======== Datos de entrada
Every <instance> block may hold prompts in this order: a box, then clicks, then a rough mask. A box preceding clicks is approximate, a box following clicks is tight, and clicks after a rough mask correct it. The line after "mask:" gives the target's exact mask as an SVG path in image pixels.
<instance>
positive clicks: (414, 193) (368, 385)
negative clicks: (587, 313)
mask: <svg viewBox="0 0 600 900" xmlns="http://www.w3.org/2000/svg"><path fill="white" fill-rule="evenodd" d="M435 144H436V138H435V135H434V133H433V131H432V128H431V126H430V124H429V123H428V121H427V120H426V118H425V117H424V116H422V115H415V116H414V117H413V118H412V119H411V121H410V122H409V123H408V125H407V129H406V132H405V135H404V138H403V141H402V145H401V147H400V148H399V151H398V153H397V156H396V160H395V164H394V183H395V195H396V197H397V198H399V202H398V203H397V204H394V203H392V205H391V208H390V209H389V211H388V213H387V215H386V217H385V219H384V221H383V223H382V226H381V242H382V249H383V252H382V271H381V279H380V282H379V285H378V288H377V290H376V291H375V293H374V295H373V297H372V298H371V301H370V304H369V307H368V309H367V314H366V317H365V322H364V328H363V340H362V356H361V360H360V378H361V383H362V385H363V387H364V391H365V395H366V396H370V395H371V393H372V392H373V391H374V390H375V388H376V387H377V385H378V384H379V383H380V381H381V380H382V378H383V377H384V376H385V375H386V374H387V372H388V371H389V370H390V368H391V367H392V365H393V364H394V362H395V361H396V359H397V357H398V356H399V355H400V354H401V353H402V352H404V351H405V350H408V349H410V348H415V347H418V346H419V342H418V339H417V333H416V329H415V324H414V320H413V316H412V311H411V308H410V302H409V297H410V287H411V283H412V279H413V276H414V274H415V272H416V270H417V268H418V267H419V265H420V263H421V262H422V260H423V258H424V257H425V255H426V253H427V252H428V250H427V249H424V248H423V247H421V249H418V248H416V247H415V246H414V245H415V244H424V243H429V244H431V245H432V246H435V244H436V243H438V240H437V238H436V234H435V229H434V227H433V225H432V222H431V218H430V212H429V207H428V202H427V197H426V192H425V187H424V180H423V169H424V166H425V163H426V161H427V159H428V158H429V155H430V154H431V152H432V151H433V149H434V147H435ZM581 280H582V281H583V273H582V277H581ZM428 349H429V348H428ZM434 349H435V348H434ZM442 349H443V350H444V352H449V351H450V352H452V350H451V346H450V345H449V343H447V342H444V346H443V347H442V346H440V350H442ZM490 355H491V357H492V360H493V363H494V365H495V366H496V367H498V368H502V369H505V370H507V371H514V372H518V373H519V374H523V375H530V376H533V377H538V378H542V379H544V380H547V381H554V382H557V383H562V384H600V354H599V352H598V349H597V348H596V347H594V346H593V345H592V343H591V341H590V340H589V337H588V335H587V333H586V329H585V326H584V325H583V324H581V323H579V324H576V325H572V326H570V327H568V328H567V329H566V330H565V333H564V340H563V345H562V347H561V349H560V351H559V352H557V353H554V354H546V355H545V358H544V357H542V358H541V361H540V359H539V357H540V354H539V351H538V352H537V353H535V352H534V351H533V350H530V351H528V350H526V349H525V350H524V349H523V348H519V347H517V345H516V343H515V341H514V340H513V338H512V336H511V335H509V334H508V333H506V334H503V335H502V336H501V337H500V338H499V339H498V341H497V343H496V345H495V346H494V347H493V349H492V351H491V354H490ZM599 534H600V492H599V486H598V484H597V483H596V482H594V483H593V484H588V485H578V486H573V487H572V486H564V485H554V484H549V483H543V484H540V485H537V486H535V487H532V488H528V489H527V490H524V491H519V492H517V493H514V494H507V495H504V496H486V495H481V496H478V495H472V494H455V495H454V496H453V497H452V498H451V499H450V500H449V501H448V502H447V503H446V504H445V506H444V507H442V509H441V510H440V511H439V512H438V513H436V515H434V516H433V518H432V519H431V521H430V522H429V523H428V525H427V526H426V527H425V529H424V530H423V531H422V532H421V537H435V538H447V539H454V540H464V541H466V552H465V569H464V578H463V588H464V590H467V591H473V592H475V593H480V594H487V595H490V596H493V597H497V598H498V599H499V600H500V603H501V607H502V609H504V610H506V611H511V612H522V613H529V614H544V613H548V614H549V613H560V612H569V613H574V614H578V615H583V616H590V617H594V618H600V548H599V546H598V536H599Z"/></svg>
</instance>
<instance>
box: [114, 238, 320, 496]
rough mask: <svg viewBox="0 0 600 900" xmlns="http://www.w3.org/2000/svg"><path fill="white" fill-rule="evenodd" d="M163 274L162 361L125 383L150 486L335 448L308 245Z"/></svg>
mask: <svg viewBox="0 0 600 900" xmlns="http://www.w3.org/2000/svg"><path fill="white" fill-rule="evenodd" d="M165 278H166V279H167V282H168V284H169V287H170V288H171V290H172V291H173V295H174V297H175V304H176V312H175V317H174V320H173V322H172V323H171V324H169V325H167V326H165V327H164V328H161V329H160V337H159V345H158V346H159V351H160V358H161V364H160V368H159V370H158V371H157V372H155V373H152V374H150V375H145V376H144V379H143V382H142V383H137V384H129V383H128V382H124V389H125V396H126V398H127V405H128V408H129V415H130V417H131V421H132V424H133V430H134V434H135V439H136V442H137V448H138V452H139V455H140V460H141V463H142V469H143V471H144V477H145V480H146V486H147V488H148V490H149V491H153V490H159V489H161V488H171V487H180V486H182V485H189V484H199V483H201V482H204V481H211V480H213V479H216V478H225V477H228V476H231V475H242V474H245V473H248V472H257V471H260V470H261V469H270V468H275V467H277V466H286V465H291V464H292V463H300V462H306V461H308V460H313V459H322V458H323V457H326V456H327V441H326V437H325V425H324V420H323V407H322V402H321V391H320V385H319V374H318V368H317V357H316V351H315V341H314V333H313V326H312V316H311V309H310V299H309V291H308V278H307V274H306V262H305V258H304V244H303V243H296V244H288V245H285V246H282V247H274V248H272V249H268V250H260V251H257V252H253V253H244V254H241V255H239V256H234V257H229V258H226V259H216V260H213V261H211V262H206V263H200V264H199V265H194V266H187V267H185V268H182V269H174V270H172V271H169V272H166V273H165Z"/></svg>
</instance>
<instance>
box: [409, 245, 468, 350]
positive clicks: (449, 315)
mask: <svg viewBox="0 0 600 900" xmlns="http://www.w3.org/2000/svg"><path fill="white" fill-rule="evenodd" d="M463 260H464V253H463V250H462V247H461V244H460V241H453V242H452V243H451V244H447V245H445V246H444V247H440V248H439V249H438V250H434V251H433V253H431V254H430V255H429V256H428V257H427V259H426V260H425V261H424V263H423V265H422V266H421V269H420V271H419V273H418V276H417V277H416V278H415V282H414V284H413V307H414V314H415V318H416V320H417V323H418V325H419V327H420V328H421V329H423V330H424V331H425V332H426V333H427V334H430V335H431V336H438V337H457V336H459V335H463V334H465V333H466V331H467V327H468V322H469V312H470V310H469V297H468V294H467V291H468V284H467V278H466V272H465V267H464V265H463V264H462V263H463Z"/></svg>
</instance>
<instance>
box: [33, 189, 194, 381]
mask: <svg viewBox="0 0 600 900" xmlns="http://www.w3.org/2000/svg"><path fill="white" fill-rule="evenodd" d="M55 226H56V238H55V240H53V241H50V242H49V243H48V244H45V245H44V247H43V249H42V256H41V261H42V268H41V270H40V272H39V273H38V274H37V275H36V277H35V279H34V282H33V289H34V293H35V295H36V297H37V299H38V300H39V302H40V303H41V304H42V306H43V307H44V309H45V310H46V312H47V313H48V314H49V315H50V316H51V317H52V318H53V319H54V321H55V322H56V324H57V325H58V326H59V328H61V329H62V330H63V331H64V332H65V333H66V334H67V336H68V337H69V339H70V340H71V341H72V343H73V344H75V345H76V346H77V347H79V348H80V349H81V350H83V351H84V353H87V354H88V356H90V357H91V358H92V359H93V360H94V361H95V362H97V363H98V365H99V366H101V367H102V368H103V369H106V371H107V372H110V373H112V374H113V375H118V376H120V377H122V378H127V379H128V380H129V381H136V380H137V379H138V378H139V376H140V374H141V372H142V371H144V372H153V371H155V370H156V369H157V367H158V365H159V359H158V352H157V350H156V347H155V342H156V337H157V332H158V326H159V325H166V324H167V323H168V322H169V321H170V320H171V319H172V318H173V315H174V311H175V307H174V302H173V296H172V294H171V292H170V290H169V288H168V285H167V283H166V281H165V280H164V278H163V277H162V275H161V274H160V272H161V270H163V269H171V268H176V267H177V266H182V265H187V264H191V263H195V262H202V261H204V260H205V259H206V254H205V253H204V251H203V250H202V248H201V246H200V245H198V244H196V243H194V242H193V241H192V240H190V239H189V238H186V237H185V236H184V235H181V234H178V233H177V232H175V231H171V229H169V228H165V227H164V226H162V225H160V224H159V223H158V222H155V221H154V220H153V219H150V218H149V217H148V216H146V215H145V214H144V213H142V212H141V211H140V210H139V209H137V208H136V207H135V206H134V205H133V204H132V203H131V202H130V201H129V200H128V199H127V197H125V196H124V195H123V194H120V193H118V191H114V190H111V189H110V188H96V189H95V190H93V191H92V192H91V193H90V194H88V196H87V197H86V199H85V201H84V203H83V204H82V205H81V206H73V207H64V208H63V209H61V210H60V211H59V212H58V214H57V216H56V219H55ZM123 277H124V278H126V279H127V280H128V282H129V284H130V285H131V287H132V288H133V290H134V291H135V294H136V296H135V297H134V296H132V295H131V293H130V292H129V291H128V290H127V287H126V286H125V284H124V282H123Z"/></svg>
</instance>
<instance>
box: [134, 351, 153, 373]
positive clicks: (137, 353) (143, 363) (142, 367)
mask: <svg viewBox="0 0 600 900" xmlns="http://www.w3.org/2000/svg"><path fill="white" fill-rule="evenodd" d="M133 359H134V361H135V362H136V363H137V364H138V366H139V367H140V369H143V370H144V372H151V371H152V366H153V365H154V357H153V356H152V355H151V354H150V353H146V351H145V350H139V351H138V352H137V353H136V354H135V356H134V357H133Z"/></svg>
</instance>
================
======== Datos de entrada
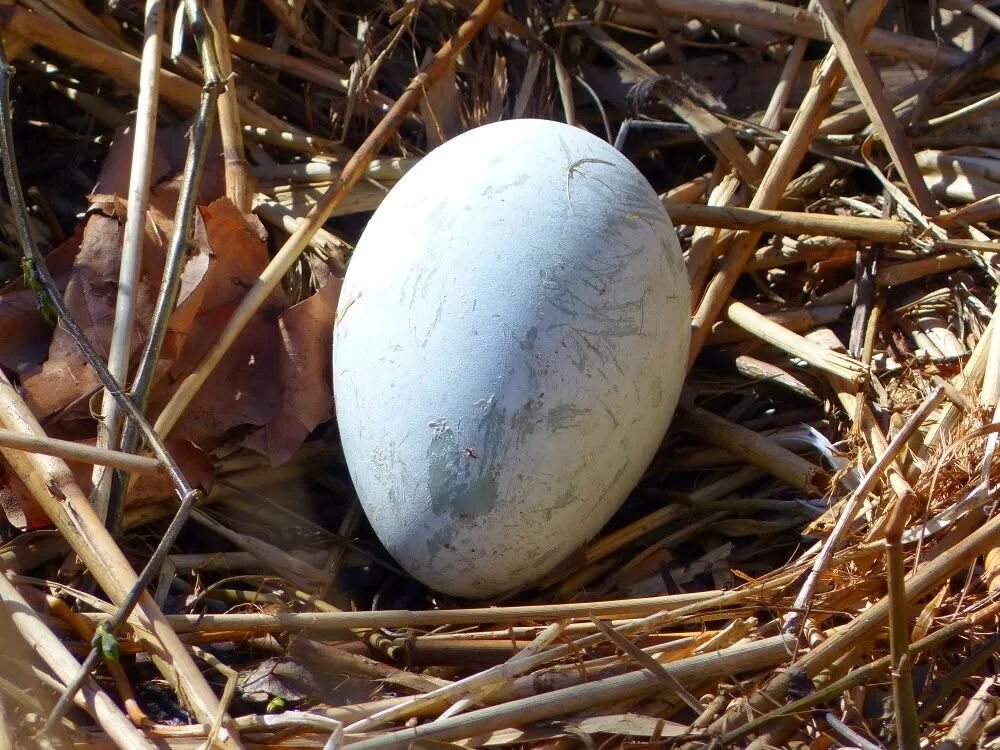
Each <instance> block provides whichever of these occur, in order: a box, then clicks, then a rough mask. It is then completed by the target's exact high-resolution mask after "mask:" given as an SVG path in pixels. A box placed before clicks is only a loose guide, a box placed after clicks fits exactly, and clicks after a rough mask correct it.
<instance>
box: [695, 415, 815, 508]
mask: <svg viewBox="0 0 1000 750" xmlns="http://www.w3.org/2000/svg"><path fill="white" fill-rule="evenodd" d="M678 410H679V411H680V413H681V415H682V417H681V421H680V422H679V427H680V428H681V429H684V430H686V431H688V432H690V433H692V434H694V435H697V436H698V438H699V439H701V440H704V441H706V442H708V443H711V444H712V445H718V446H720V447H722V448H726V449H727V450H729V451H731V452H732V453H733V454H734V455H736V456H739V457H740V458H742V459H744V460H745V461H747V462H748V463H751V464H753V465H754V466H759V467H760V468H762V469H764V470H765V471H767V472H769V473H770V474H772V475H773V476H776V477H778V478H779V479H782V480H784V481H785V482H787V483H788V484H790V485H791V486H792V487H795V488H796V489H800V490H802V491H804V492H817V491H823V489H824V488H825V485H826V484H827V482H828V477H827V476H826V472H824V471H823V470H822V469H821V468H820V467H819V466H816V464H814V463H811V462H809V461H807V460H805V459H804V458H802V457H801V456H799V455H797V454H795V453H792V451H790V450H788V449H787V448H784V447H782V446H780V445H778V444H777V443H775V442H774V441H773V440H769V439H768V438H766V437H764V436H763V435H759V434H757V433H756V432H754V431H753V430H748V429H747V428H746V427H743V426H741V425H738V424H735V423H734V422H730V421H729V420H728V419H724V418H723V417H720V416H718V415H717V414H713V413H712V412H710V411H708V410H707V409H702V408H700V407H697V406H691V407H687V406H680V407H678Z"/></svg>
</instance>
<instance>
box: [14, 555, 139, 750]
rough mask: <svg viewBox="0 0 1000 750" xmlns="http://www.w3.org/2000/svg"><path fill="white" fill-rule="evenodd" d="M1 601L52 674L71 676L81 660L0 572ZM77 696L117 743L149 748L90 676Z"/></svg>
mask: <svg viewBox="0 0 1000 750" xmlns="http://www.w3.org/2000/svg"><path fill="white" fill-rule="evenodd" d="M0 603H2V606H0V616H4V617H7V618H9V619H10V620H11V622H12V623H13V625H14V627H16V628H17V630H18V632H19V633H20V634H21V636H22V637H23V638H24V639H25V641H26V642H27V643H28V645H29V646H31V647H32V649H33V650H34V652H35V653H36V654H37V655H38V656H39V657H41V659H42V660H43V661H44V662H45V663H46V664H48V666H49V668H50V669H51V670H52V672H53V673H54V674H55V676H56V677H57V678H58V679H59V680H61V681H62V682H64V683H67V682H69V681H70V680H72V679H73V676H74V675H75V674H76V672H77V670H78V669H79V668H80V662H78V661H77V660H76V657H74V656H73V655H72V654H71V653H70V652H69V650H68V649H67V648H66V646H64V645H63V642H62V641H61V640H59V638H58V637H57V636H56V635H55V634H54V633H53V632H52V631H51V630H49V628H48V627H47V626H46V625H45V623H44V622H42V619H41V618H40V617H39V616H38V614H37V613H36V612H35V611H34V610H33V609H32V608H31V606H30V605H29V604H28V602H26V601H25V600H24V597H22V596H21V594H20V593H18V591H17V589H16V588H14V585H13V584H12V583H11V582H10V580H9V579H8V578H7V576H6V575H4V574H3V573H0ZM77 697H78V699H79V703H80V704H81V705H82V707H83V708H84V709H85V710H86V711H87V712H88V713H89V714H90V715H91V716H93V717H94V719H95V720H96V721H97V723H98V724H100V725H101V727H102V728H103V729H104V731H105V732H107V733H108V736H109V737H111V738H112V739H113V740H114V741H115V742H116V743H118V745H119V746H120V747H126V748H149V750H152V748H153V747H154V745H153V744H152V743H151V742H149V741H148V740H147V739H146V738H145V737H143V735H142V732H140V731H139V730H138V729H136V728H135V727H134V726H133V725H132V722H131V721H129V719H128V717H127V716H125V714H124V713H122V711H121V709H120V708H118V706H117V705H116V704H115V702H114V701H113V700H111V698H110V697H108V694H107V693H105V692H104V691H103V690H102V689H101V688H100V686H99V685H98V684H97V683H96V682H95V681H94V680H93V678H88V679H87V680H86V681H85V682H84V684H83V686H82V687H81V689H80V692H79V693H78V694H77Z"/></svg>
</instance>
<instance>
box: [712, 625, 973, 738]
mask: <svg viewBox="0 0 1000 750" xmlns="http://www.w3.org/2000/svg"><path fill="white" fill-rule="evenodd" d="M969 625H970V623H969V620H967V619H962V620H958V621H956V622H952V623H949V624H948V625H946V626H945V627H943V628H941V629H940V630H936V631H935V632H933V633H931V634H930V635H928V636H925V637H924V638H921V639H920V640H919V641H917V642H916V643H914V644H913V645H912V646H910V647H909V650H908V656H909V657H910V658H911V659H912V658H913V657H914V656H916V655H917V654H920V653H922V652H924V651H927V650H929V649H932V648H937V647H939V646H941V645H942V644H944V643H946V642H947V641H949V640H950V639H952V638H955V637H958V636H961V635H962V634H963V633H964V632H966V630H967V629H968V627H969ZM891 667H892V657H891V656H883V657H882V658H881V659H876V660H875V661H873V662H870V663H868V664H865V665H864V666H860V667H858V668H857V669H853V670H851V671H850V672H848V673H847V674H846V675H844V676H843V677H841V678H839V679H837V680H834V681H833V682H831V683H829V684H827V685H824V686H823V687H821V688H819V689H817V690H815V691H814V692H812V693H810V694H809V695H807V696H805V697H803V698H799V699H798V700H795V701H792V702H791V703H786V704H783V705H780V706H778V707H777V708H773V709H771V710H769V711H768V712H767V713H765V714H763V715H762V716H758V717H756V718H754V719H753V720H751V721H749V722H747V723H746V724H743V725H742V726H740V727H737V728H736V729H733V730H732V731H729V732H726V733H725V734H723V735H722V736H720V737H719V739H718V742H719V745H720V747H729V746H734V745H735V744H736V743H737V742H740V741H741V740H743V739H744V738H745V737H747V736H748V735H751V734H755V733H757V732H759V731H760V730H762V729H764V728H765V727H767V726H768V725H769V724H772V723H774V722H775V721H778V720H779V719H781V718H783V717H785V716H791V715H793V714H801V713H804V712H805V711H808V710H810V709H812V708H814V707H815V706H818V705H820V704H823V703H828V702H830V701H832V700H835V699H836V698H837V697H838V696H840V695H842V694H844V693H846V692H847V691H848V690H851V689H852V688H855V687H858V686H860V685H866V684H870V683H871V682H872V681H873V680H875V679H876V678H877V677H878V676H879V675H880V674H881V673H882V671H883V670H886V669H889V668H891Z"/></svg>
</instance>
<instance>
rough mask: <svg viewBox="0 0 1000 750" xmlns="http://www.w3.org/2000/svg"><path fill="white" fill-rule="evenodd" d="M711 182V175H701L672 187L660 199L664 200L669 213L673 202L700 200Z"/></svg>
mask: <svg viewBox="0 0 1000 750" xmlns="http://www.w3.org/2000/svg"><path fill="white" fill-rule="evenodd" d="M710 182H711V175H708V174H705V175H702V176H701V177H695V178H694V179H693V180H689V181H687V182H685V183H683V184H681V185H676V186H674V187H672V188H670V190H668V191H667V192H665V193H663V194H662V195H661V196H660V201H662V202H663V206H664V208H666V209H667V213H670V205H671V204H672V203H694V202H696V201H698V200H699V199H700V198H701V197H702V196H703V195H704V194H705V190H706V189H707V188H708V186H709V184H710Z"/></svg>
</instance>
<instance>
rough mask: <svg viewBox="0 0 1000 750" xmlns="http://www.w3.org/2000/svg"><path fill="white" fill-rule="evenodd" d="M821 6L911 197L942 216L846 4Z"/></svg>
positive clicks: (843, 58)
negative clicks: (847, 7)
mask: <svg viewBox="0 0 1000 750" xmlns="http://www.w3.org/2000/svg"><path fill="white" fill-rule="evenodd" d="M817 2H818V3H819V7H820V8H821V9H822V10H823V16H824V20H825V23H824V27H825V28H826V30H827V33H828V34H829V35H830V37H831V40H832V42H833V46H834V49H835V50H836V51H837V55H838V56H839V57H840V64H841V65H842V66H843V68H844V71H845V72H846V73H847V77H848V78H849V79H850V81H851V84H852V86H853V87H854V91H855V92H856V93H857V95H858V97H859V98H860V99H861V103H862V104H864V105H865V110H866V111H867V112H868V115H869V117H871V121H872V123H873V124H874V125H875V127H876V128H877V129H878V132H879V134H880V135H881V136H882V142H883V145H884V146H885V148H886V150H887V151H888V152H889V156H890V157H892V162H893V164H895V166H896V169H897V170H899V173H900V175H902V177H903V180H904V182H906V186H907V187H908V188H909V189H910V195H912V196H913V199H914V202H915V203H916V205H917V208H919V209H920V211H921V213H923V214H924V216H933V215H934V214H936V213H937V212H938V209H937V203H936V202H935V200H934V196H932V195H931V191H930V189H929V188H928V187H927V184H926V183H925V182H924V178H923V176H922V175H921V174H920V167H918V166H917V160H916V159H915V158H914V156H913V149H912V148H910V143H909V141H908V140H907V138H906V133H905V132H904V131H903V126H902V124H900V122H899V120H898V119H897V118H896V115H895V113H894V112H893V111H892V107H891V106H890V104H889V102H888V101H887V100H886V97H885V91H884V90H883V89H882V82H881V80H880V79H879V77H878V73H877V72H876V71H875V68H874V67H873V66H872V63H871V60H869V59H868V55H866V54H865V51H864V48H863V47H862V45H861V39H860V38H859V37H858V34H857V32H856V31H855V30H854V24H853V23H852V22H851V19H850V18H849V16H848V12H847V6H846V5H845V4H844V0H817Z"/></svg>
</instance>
================
▸ Qué se pide: Reproduce tal cual las líneas de los registros desde la que contiene "Every <instance> block" hasta la que contiene "negative clicks: (587, 313)", ambas incluidas.

▸ Solución del ejercicio:
Every <instance> block may hold prompts in this order: a box, then clicks, then a rough mask. A box preceding clicks is approximate, a box following clicks is tight, and clicks after a rough mask correct it. The line after "mask:" gives the target's exact mask as an SVG path in image pixels.
<instance>
positive clicks: (414, 193) (368, 385)
negative clicks: (587, 313)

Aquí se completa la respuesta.